EXERCISE DIRECTIONS
Write out each entry again. Keep every word exactly as it is.

───── DATA EXCERPTS

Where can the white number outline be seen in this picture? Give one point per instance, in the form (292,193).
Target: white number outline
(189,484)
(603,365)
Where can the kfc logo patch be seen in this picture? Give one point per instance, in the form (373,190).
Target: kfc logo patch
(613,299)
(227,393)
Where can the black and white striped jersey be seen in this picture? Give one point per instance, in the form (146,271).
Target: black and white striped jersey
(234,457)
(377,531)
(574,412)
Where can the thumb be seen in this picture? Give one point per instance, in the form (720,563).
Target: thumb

──────────

SOLUTION FOR THIS PROBLEM
Where can the white number outline be seen in this picture? Give one point per instance, in the form (292,193).
Target: white number outline
(189,484)
(603,365)
Where can the kfc logo patch be seen in this picture? Give one point per instance, in the form (373,190).
Target: kfc logo patch
(613,299)
(227,393)
Where can the black and white striped jersey be seen in this picture? Give one point per instance, in the form (146,271).
Target: black and white striped jersey
(234,457)
(377,531)
(574,412)
Where can the thumb be seen in this picture? Give one point per instance, in the form (720,563).
Target: thumb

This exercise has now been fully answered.